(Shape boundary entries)

┌──

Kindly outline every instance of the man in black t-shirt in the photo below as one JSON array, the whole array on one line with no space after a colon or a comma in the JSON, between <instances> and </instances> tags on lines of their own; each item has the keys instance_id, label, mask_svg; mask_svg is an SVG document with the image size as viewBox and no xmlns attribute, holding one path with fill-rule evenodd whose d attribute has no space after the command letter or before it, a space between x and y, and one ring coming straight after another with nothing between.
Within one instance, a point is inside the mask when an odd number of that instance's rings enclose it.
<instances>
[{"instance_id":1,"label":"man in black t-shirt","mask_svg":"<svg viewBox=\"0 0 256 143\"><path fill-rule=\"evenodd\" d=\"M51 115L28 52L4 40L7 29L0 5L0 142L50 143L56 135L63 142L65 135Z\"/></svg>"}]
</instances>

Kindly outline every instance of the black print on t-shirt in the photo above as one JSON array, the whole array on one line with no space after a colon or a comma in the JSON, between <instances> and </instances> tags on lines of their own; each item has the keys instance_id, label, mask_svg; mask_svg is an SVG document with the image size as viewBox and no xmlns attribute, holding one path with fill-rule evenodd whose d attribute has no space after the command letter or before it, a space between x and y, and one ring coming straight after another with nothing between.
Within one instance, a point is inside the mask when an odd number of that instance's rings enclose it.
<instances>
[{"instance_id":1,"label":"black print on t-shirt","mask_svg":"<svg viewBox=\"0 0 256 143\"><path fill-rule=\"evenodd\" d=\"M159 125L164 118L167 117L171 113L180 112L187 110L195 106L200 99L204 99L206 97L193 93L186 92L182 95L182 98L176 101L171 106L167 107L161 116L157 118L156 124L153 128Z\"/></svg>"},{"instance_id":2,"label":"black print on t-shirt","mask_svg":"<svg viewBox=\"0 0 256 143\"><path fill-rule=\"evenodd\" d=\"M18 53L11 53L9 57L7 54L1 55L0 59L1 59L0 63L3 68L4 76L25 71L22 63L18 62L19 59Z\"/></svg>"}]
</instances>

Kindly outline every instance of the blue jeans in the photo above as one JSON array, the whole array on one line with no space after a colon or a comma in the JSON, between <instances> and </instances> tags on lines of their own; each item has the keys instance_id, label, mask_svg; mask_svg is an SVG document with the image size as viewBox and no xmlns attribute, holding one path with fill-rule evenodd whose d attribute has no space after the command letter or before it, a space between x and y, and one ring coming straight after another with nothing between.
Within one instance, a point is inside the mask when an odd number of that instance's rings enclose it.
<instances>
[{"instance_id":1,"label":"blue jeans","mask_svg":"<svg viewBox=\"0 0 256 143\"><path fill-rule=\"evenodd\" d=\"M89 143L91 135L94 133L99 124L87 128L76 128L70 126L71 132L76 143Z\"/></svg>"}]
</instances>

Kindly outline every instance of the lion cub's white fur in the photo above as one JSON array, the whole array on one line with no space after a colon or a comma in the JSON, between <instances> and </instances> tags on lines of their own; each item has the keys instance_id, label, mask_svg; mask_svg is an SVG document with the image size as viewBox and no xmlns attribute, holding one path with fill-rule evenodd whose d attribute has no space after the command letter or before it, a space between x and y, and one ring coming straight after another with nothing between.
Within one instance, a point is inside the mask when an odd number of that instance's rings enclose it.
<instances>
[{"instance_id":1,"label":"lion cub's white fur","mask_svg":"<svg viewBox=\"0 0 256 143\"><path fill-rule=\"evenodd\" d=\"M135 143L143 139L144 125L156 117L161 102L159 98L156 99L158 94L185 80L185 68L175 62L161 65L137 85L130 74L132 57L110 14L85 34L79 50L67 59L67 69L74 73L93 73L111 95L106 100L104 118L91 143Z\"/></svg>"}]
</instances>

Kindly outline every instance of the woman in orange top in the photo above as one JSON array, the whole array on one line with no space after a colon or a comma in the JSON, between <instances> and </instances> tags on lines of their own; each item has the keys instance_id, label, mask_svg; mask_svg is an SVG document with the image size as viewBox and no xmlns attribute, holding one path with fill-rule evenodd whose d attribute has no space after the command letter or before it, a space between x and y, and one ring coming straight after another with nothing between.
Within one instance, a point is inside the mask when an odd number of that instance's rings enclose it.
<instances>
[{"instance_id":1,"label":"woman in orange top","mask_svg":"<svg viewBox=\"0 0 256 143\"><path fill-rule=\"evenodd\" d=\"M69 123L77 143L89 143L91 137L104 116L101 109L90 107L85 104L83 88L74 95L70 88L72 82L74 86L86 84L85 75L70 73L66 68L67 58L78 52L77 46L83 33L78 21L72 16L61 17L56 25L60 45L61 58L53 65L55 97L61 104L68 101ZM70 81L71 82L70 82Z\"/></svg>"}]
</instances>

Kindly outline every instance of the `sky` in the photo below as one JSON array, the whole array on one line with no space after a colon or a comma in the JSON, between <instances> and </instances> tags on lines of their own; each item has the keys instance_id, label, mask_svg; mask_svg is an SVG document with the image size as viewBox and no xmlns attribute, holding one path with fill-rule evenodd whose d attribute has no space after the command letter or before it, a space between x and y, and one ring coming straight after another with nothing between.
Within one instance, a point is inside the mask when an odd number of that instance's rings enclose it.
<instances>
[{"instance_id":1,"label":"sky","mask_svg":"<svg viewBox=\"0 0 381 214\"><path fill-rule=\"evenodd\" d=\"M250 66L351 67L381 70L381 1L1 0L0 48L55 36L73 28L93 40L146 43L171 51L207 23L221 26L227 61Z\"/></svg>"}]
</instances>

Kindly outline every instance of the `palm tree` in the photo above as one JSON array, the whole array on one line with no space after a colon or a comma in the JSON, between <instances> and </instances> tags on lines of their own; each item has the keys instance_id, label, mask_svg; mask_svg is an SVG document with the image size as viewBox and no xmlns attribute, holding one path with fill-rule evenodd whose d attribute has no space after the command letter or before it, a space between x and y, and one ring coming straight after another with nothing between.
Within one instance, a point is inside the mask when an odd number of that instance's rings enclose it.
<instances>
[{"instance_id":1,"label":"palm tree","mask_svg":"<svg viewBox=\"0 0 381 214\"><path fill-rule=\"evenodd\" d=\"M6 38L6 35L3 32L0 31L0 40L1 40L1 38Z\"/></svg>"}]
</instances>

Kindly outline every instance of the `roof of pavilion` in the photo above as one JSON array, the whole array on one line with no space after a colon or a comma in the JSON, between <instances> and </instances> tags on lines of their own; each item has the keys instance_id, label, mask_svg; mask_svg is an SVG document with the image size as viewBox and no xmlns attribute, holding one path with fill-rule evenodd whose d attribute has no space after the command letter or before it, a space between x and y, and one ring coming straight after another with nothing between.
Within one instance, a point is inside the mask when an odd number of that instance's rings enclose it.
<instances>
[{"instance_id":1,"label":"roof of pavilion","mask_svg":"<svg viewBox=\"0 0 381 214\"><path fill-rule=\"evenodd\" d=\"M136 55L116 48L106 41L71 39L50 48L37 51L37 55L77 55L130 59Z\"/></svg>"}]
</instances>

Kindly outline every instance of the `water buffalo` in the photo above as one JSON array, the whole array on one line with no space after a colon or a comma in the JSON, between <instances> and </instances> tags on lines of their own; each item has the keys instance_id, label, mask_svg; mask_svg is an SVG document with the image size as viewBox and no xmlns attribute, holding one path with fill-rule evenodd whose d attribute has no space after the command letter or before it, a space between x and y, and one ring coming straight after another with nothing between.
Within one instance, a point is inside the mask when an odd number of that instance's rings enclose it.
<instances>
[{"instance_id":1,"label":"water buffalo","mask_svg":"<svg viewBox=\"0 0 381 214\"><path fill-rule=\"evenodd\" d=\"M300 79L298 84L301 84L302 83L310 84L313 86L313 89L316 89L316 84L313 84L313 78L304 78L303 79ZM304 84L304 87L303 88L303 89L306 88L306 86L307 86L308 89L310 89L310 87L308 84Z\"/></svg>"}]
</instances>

└──

* [Exercise task]: Each line of the material above must be retyped precisely.

* [Task solution]:
Kindly outline every instance of the man in black t-shirt in the photo below as one JSON array, the whole array on one line with no space after a colon or a comma in the JSON, between <instances> and </instances> tags on lines of their own; each item has the keys instance_id, label, mask_svg; mask_svg is an SVG document with the image size as viewBox and no xmlns attribute, holding one path with fill-rule evenodd whose d attribute has no space after the command letter or before it, a space between x and y, and one ring coming straight after another with nothing between.
Within one instance, a point is inside the mask when an odd number of that instance's rings enclose it.
<instances>
[{"instance_id":1,"label":"man in black t-shirt","mask_svg":"<svg viewBox=\"0 0 256 143\"><path fill-rule=\"evenodd\" d=\"M51 115L28 52L4 40L7 29L0 5L0 142L50 143L56 135L63 142L65 135Z\"/></svg>"}]
</instances>

Kindly outline every instance of the black print on t-shirt in the photo above as one JSON array, the whole array on one line with no space after a colon or a comma in the JSON, between <instances> and </instances> tags on lines of their own; each item has the keys instance_id, label, mask_svg; mask_svg is an SVG document with the image size as viewBox and no xmlns attribute, holding one path with fill-rule evenodd whose d attribute has no space after the command letter or before it, a space between x and y, and one ring coming straight after another with nothing between.
Within one instance, a point is inside the mask when an odd number of that instance's rings enclose it.
<instances>
[{"instance_id":1,"label":"black print on t-shirt","mask_svg":"<svg viewBox=\"0 0 256 143\"><path fill-rule=\"evenodd\" d=\"M159 125L164 118L167 117L171 113L180 112L187 110L195 106L200 99L204 99L206 97L193 93L186 92L182 95L182 98L176 101L171 106L167 107L161 116L157 118L156 124L153 128Z\"/></svg>"},{"instance_id":2,"label":"black print on t-shirt","mask_svg":"<svg viewBox=\"0 0 256 143\"><path fill-rule=\"evenodd\" d=\"M18 53L11 53L9 57L7 54L1 55L0 59L1 59L0 63L3 68L4 76L25 71L22 63L18 62L19 59Z\"/></svg>"}]
</instances>

Kindly outline every instance of the blue jeans in the photo above as one JSON array, the whole array on one line with no space after a colon or a comma in the JSON, between <instances> and </instances> tags on lines of their own; each item has the keys instance_id, label, mask_svg; mask_svg is an SVG document with the image size as viewBox and no xmlns attribute, holding one path with fill-rule evenodd whose d attribute has no space after the command letter or before it, a space between x and y, and one ring coming straight after another with nothing between.
Within one instance, a point is inside the mask when an odd number of that instance's rings enclose it.
<instances>
[{"instance_id":1,"label":"blue jeans","mask_svg":"<svg viewBox=\"0 0 256 143\"><path fill-rule=\"evenodd\" d=\"M89 143L91 135L94 133L99 124L87 128L76 128L70 126L71 132L76 143Z\"/></svg>"}]
</instances>

Kindly outline every instance of the lion cub's white fur in the photo above as one JSON array, the whole array on one line with no space after a colon or a comma in the JSON, between <instances> and </instances> tags on lines of their own; each item has the keys instance_id, label, mask_svg; mask_svg is an SVG document with the image size as viewBox and no xmlns attribute, holding one path with fill-rule evenodd whose d attribute has no space after the command letter or before it, a space between x and y, and one ring coming straight after another with nothing between.
Within one instance, a point is inside the mask when an odd number of that instance's rings enclose it.
<instances>
[{"instance_id":1,"label":"lion cub's white fur","mask_svg":"<svg viewBox=\"0 0 256 143\"><path fill-rule=\"evenodd\" d=\"M135 143L143 139L144 125L156 117L161 102L159 98L156 99L158 94L185 80L185 68L175 62L161 65L137 85L130 74L132 57L110 14L85 34L79 50L67 59L67 69L74 73L93 73L111 95L106 100L104 118L91 143Z\"/></svg>"}]
</instances>

Kindly outline every instance of the woman in orange top in the photo above as one JSON array, the whole array on one line with no space after a colon or a comma in the JSON, between <instances> and </instances> tags on lines of their own; each item has the keys instance_id, label, mask_svg; mask_svg is an SVG document with the image size as viewBox and no xmlns attribute, holding one path with fill-rule evenodd whose d attribute has no space after the command letter or before it, a space between x and y, and one ring coming straight after another with nothing between.
Within one instance, a point is inside the mask when an odd number of that instance's rings enclose it.
<instances>
[{"instance_id":1,"label":"woman in orange top","mask_svg":"<svg viewBox=\"0 0 256 143\"><path fill-rule=\"evenodd\" d=\"M69 123L77 143L89 143L91 137L104 116L101 109L90 107L85 104L83 88L74 95L70 88L72 82L74 86L86 84L85 75L70 73L66 68L67 58L78 52L77 46L83 33L78 21L72 16L61 17L56 25L60 45L61 58L53 65L55 97L61 104L68 101ZM70 81L71 82L70 82Z\"/></svg>"}]
</instances>

Kindly outline every instance of the `sky` in the photo below as one JSON array, the whole array on one line with no space after a colon or a comma in the JSON, between <instances> and </instances> tags on lines of their own; each item has the keys instance_id, label, mask_svg; mask_svg is an SVG document with the image size as viewBox and no xmlns attribute, holding one path with fill-rule evenodd whose d attribute has no space after the command letter or before it, a space between x and y, and one ring coming straight after another with nothing between.
Within one instance, a point is inside the mask when an odd number of that instance's rings enclose it.
<instances>
[{"instance_id":1,"label":"sky","mask_svg":"<svg viewBox=\"0 0 381 214\"><path fill-rule=\"evenodd\" d=\"M250 66L351 67L381 70L381 1L1 0L0 48L55 36L73 28L93 40L146 43L171 51L207 23L221 26L227 61Z\"/></svg>"}]
</instances>

Kindly outline every instance of the `palm tree` in the photo above as one JSON array, the whole array on one line with no space after a colon or a comma in the JSON, between <instances> and </instances> tags on lines of their own; each item has the keys instance_id, label, mask_svg; mask_svg is an SVG document with the image size as viewBox and no xmlns attribute, holding one path with fill-rule evenodd whose d attribute has no space after the command letter or before it, a space between x and y, and one ring coming straight after another with nothing between.
Within one instance, a point is inside the mask when an odd number of that instance's rings enclose it.
<instances>
[{"instance_id":1,"label":"palm tree","mask_svg":"<svg viewBox=\"0 0 381 214\"><path fill-rule=\"evenodd\" d=\"M6 38L6 35L3 32L0 31L0 40L1 40L1 38Z\"/></svg>"}]
</instances>

Kindly outline every instance of the `roof of pavilion` in the photo above as one JSON array, the whole array on one line with no space after a colon or a comma in the JSON, between <instances> and </instances> tags on lines of their own; each item has the keys instance_id, label, mask_svg; mask_svg is an SVG document with the image size as viewBox and no xmlns attribute, holding one path with fill-rule evenodd whose d attribute has no space after the command letter or before it, a space between x and y, and one ring coming straight after another with nothing between.
Within one instance, a point is inside the mask when an odd number of that instance's rings enclose it.
<instances>
[{"instance_id":1,"label":"roof of pavilion","mask_svg":"<svg viewBox=\"0 0 381 214\"><path fill-rule=\"evenodd\" d=\"M136 55L116 48L106 41L71 39L50 48L37 51L37 55L77 55L130 59Z\"/></svg>"}]
</instances>

Kindly outline every instance of the `water buffalo` in the photo above as one JSON array, the whole array on one line with no space after a colon or a comma in the JSON, between <instances> and </instances> tags on lines of their own; each item has the keys instance_id, label, mask_svg; mask_svg is an SVG document with the image size as viewBox and no xmlns attribute, holding one path with fill-rule evenodd whose d attribute has no space after the command letter or before it, a space between x and y, and one ring coming straight after another with nothing between.
Within one instance, a point is inside the mask when an odd number of that instance's rings enclose it.
<instances>
[{"instance_id":1,"label":"water buffalo","mask_svg":"<svg viewBox=\"0 0 381 214\"><path fill-rule=\"evenodd\" d=\"M300 79L298 84L301 84L302 83L310 84L313 86L313 89L316 89L316 84L313 84L313 78L304 78L303 79ZM304 84L304 87L303 88L303 89L306 88L306 86L307 86L308 89L310 89L310 87L308 84Z\"/></svg>"}]
</instances>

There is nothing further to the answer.